ARTICLE -

■ ■ ■ ■ ■

Juin 1925, en VFR vers le pôle Nord, la tête à l’air… Une aventure racontée par Jean-Philippe Chivot
Le célèbre explorateur polaire norvégien Roald Amundsen fut le premier homme à atteindre le pôle Sud. Il s’intéressa dès 1914 à l’aviation. Il avait alors 40 ans, apprit à piloter et pensait que les prochaines expéditions polaires se feraient par les airs…
En mai 1925, il tente ainsi, à bord d’un hydravion, le Dornier Wal (N25) d’aller survoler le pôle Nord. Il échoue à 250 km du but mais retourne avec sa machine à Oslo, après une incroyable aventure aérienne en vol à vue, en principe…
L’équipe de l’expédition Amundsen de 1925
Dans les années 1920, Roald Amundsen a fait la connaissance d’un fils de riche banquier de Chicago d’une quarantaine d’années, Lincoln Ellsworth, passionné d’aventures et de géographie. Son père sera pour Amundsen sa source de financement à condition que le fils fasse partie de l’expédition.
Ellsworth participe donc au pilotage des hydravions car il a commencé à piloter pendant la Grande guerre. Amundsen rappelle aussi Oscar Omdal, le pilote norvégien de sa première tentative de 1923, par ailleurs cinéaste chevronné. Enfin, Amundsen fait appel au lieutenant de vaisseau Hjalmar Riiser-Larsen qui, aux yeux de la marine royale norvégienne, est le meilleur pilote de l’Aéronavale.
L’avion de l’expédition
Riiser-Larsen a choisi le meilleur hydravion de tous les temps, le Dornier J Wal, et ce pour plusieurs raisons. L’avion est équipé de deux moteurs Rolls-Royce Eagle de 365 ch, des 12 cylindres en V refroidis par eau, montés sur le dessus de l’aile, l’un en avant de la structure, l’autre en arrière. La position et la puissance des moteurs « permettent de soulever un poids égal à celui de la machine », note Riiser-Larsen.
Les Dornier ont aussi l’avantage de bénéficier d’un fuselage à fond plat, en duralumin, avec sur le coté des espèces de nageoires en saillie qui aident à stabiliser l’engin sur l’eau. Dans les mers glacées, les nageoires ont tendance à être moins fragiles que des flotteurs stabilisateurs montés sous les ailes.

■ ■ ■ ■ ■

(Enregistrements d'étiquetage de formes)
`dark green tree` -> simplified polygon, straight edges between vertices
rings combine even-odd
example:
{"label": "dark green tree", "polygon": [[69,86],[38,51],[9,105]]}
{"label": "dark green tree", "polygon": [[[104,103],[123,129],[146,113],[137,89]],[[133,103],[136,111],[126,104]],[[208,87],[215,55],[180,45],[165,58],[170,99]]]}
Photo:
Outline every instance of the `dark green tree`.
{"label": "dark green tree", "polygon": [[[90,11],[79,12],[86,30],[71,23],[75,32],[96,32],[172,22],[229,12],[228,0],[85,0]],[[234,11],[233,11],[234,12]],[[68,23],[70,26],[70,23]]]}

■ ■ ■ ■ ■

CONSIGNE 1 - Citez l'article sur le vol d'Amundsen vers le pôle Nord, tout ce qui va de « L’avion de l’expédition » jusqu'à « sous les ailes. ».
CONSIGNE 2 - Écrivez la suite de l'article sur le vol d'Amundsen vers le pôle Nord, en reprenant juste après sa dernière phrase.

RÉPONSE 1 -
L’avion de l’expédition
Riiser-Larsen a choisi le meilleur hydravion de tous les temps, le Dornier J Wal, et ce pour plusieurs raisons. L’avion est équipé de deux moteurs Rolls-Royce Eagle de 365 ch, des 12 cylindres en V refroidis par eau, montés sur le dessus de l’aile, l’un en avant de la structure, l’autre en arrière. La position et la puissance des moteurs « permettent de soulever un poids égal à celui de la machine », note Riiser-Larsen.
Les Dornier ont aussi l’avantage de bénéficier d’un fuselage à fond plat, en duralumin, avec sur le coté des espèces de nageoires en saillie qui aident à stabiliser l’engin sur l’eau. Dans les mers glacées, les nageoires ont tendance à être moins fragiles que des flotteurs stabilisateurs montés sous les ailes.

RÉPONSE 2 -
Le Traité de Versailles interdit alors toute fabrication d’avions à l’Allemagne. Aussi, le Dornier-Wal est-il construit en… Italie, à Pise, par la firme Construzioni Mecchaniche Marina di Pisa. 34 exemplaires seront livrés. Le Dornier croise à 140 km/h, peut emporter en plus du pilote, du copilote et du navigateur, 6 personnes tout en ayant une autonomie d’environ 9 heures de vol.
Les appareils du raid seront protégés du froid par de la toile autour des tuyaux, de la glycérine dans l’eau du radiateur pour qu’elle ne gèle pas à moins de -17°C et des réchauds catalytiques qui permettent aux moteurs de toujours bien démarrer même par les plus grands froids sur la banquise. Le Wal d’Amundsen pèse à vide 2.500 kg et peut emporter 1 tonne de fret dans sa coque, en plus de son équipage de 3 personnes… la tête à l’air.
Le tableau de bord du Wal est plus que rudimentaire. Pas de radio, un inclinomètre, un indicateur de vitesse et d’incidence, des jauges de carburant, des manomètres de pression d’huile et d’essence, des thermomètres pour l’eau de refroidissement et l’huile – et vogue la galère vers le pôle Nord… en pur VFR nécessitant un slalom constant entre les bancs de brouillard. ♦♦♦ Jean-Philippe Chivot
Photos issues de l’album de Roald Amundsen publiées par Les Ailes.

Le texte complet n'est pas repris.